Start of Records for this exercise
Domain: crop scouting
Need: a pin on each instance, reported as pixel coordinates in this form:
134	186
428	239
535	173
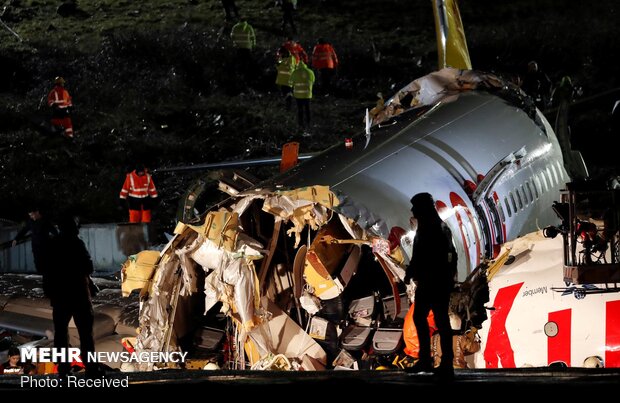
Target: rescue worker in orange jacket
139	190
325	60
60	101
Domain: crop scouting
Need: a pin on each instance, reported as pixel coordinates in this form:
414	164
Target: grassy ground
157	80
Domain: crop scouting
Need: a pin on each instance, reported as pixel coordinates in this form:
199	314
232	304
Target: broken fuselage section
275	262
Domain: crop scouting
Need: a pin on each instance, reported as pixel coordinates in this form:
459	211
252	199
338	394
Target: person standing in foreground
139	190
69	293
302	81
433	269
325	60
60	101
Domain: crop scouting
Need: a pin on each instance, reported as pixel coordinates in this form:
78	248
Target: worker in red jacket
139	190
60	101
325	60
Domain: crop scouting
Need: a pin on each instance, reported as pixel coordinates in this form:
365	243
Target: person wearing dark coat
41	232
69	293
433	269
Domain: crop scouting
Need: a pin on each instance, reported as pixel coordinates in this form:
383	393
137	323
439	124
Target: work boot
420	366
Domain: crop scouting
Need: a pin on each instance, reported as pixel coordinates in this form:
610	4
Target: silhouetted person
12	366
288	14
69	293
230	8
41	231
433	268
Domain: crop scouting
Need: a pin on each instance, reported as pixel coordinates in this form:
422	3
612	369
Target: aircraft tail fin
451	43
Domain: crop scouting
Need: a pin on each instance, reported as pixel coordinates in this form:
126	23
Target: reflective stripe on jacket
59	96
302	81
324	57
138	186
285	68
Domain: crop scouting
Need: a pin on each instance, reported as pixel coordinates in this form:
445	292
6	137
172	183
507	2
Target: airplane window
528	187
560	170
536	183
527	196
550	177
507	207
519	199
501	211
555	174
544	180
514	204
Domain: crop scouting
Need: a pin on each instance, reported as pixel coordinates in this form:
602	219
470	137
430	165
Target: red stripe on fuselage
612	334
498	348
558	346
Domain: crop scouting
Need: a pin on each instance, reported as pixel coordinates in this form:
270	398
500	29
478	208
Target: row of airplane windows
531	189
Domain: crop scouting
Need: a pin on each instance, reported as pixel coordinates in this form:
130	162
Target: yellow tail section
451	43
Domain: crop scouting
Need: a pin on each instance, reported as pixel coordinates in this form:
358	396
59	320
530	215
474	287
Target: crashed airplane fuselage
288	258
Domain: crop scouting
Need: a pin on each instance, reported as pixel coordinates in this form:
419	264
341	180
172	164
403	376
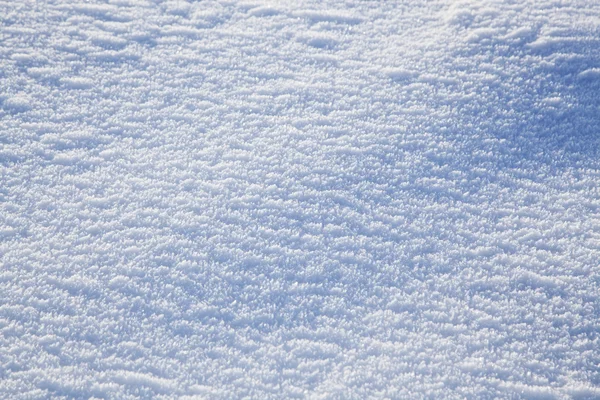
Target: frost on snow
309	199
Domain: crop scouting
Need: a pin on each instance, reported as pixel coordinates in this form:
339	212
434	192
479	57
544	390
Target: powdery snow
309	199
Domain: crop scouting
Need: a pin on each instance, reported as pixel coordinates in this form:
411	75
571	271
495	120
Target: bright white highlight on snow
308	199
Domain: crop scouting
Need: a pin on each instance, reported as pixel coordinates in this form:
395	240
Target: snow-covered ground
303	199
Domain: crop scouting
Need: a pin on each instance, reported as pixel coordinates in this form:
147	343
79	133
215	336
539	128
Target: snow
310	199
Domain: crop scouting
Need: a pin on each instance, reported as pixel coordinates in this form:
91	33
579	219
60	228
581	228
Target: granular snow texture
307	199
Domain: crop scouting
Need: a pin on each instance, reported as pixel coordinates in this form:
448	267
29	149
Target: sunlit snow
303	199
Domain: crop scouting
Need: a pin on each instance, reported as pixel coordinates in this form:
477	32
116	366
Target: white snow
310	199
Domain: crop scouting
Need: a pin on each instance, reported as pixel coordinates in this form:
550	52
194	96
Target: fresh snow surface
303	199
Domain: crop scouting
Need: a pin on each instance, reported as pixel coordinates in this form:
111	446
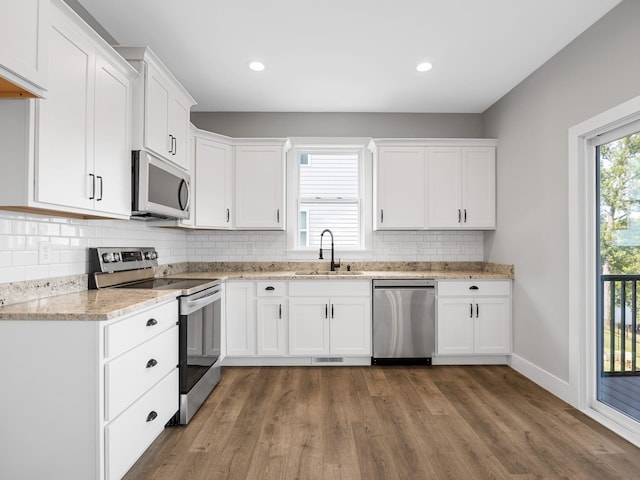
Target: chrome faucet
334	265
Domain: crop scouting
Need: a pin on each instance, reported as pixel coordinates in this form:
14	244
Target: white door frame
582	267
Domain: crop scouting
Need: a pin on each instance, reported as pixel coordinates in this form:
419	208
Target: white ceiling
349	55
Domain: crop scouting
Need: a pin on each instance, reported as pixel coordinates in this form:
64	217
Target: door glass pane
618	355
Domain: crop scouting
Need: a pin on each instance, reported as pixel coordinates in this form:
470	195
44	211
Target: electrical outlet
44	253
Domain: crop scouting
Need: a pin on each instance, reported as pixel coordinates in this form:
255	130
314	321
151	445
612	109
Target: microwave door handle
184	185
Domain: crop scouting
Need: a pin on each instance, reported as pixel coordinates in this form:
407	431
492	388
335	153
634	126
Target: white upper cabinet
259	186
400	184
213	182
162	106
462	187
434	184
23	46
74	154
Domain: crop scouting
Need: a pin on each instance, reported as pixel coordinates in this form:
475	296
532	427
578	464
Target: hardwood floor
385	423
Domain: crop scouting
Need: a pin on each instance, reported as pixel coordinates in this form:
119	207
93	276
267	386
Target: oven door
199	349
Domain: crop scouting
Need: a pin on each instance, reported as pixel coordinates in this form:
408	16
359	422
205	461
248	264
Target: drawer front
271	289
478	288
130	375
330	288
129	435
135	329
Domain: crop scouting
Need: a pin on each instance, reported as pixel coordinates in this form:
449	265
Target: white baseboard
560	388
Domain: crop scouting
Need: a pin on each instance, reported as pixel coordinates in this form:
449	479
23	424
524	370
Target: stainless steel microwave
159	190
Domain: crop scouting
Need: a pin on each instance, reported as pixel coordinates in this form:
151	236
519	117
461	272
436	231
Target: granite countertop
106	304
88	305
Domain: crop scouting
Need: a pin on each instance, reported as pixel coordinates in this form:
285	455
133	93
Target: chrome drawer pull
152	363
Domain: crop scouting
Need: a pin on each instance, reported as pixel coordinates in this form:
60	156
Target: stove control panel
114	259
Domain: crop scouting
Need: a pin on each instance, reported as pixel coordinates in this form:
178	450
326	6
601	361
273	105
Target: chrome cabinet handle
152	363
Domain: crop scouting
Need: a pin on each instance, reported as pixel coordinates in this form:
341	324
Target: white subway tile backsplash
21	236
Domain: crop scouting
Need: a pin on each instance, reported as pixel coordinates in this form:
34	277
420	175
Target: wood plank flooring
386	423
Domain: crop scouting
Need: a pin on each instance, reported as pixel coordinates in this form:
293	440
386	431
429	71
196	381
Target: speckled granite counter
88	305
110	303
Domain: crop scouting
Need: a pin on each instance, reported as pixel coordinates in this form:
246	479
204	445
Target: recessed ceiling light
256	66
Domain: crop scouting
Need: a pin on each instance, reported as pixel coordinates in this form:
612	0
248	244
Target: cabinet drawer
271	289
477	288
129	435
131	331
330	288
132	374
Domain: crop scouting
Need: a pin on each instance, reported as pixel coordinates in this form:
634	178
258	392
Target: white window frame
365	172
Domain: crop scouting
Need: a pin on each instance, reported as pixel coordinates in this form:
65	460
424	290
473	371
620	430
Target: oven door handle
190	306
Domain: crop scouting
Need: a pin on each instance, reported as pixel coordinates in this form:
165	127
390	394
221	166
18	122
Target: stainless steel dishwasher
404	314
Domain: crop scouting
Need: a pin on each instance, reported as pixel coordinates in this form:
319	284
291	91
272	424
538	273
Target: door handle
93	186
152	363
End of Records for this exercise
**Given task:** Exclude all images and restate the records above word for word.

**The answer:**
Domain: crop scouting
Need: a pin on each instance, reported as pixel coordinates in this form:
134	186
428	239
535	173
Target: rescue worker in orange jacket
139	190
325	60
60	101
Domain: crop scouting
Need: a pin on each instance, reported as pixel coordinates in this form:
414	164
Target: grassy ground
157	80
Domain: crop scouting
Need: a pin on each instance, reported as pixel coordinates in this form:
199	314
232	304
Target: broken fuselage section
275	262
Domain: crop scouting
Need: a pin on each instance, reported as pixel coordinates in this form:
459	211
252	199
338	394
Target: person standing in foreground
139	190
69	293
302	81
433	269
325	60
60	101
Domain: crop scouting
Need: a pin on each instance, reported as pixel coordinates in this form:
78	248
Target: worker in red jacket
139	190
60	101
325	60
Domain: crop scouting
Need: a pin on each instance, reported as pixel coordinates in this form:
365	243
Target: person wearing dark coat
41	232
69	293
433	269
Domain: crop scouting
Need: a pin on each instance, reported as pixel coordinates in this form:
383	393
137	323
439	124
Target: work boot
420	366
Domain: crop scouting
Need: a pin on each instance, reported as pixel coordinates in this form:
610	4
Target: silhouetted person
12	366
288	14
69	293
230	8
41	231
433	268
Domain: crop scouting
Need: a pin on each instance, reported as pixel coordinates in this form:
422	3
612	369
Target: aircraft tail fin
451	43
Domain: crop scouting
Need: a pin on each instance, reported as pixel coordinates in this form:
126	23
Target: reflective stripe on jacket
59	96
302	81
324	57
138	186
285	68
Domain: crop scouting
Need: a pin on each instance, reported as pixel coordinates in this form:
445	292
6	137
172	183
507	2
Target: airplane window
528	187
560	170
536	183
527	196
550	177
507	207
519	199
501	211
555	174
544	180
514	204
Domain: crop scouting
Need: a pin on each instance, reported as pixel coordinates in this form:
602	219
470	137
430	165
Target: red stripe on fuselage
612	334
498	348
558	346
Domain: crop scouting
Need: a pin on each instance, reported as pixel coordinates in this form:
270	398
500	29
478	208
Target: row of airplane windows
531	189
Domain: crop scouting
Need: a pin on each instance, reported as pixel coordinates in this form:
130	162
Target: yellow tail section
451	43
Domain: crop scouting
Need: a pin on each instance, reported as pixel coordinates in this form:
358	396
59	320
530	215
474	287
Target: crashed airplane fuselage
288	258
Domain: crop scouting
Need: a pin on each instance, reported as pixel coordinates in this form:
419	264
341	180
172	164
403	376
Target: frost on snow
309	199
Domain: crop scouting
Need: a pin on each instance, reported as pixel coordinates in this form:
339	212
434	192
479	57
544	390
Target: powdery snow
309	199
Domain: crop scouting
Need: a pin on each instance, reported as pixel coordinates in this form:
411	75
571	271
495	120
Target: bright white highlight on snow
308	199
Domain: crop scouting
Need: a pin on each instance, reported as pixel coordinates in this form:
395	240
Target: snow-covered ground
303	199
Domain: crop scouting
Need: a pin on each instance, reported as pixel coordinates in this form:
147	343
79	133
215	336
539	128
Target: snow
310	199
Domain: crop scouting
Need: a pin on each instance, reported as pixel coordinates in this form:
91	33
579	219
60	228
581	228
Target: granular snow texture
307	199
Domain: crop scouting
Need: a pin on each instance, reported as pixel coordinates in this form:
448	267
29	149
Target: sunlit snow
303	199
Domain: crop scouting
Need: a pin on each instance, reported as pixel coordinates in this form:
477	32
116	366
Target: white snow
310	199
Domain: crop scouting
Need: a pin on each instance, reported as pixel coordinates in this form:
550	52
194	96
Target: fresh snow surface
303	199
Domain: crop scouting
Need: a pin on each instance, reported as pixel coordinates in this form:
111	446
Target: chrome faucet
334	265
Domain: crop scouting
Need: a pin on each instance, reported as pixel coordinates in this form:
14	244
Target: white door frame
582	267
Domain: crop scouting
Need: a pin on each instance, reported as pixel coordinates in this form:
419	208
Target: white ceiling
349	55
Domain: crop scouting
Need: a pin on each instance, reported as pixel coordinates in this form:
64	217
Target: door glass pane
618	355
Domain: crop scouting
Need: a pin on each instance, reported as pixel coordinates in this form:
470	195
44	211
Target: electrical outlet
44	253
Domain: crop scouting
Need: a pin on each instance, reported as pixel coordinates in this form:
255	130
314	321
151	445
612	109
Target: microwave door handle
184	185
Domain: crop scouting
Need: a pin on each instance, reported as pixel coordinates in this form:
407	431
492	388
335	153
634	126
Target: white upper cabinet
259	186
400	184
213	182
162	106
462	187
434	184
23	46
74	154
Domain: crop scouting
Need: a pin on each instance, reported as pixel coordinates in this form:
475	296
532	427
578	464
Target: hardwood floor
385	423
Domain: crop scouting
Need: a pin on each instance, reported as pixel coordinates in this form:
119	207
93	276
267	386
Target: oven door
199	349
Domain: crop scouting
Need: a pin on each instance, reported as pixel coordinates in this form:
408	16
359	422
205	461
248	264
Target: drawer front
271	289
478	288
130	375
330	288
129	435
135	329
Domain: crop scouting
Need: a pin on each instance, reported as pixel coordinates in this form:
449	265
Target: white baseboard
560	388
Domain: crop scouting
Need: a pin on each instance, reported as pixel coordinates in this form:
449	479
23	424
524	370
Target: stainless steel microwave
159	190
Domain: crop scouting
Need: a pin on each instance, reported as pixel coordinates in this form:
151	236
519	117
461	272
436	231
Target: granite countertop
106	304
88	305
Domain: crop scouting
Need: a pin on each instance, reported as pixel coordinates in this form:
285	455
133	93
Target: chrome drawer pull
152	363
Domain: crop scouting
Need: a pin on each instance, reported as pixel coordinates in this form:
60	156
Target: stove control panel
114	259
Domain: crop scouting
Need: a pin on each instance, reported as pixel coordinates in this form:
178	450
326	6
601	361
273	105
Target: chrome cabinet handle
152	363
Domain: crop scouting
Need: a pin on each instance, reported as pixel coordinates in this form:
341	324
Target: white subway tile backsplash
21	236
Domain: crop scouting
Need: a pin on each instance, reported as pixel coordinates in this form:
34	277
420	175
Target: wood plank flooring
386	423
Domain: crop scouting
Need: a pin on each instance, reported as pixel coordinates in this form:
293	440
386	431
429	71
196	381
Target: speckled granite counter
88	305
110	303
Domain: crop scouting
Need: a pin on each instance, reported as pixel coordinates in this form:
246	479
204	445
Target: recessed ceiling light
256	66
Domain: crop scouting
Need: a pin on each instance, reported as pixel coordinates in this form:
612	0
248	244
Target: cabinet drawer
271	289
477	288
129	435
131	331
330	288
132	374
Domain: crop scouting
Need: a pin on each instance, reported as pixel coordinates in this form:
634	178
258	392
Target: white window frame
365	172
Domain: crop scouting
Need: a pin on each instance, reported as pixel coordinates in this form:
65	460
424	290
473	371
620	430
Target: oven door handle
190	306
Domain: crop scouting
Need: a pin on each instance, reported as pixel coordinates in this form:
165	127
390	394
221	166
18	122
Target: stainless steel dishwasher
404	314
Domain: crop scouting
Need: a pin on each instance, reported as pixel coordinates in this form:
319	284
291	91
272	424
538	273
Target: door handle
93	186
152	363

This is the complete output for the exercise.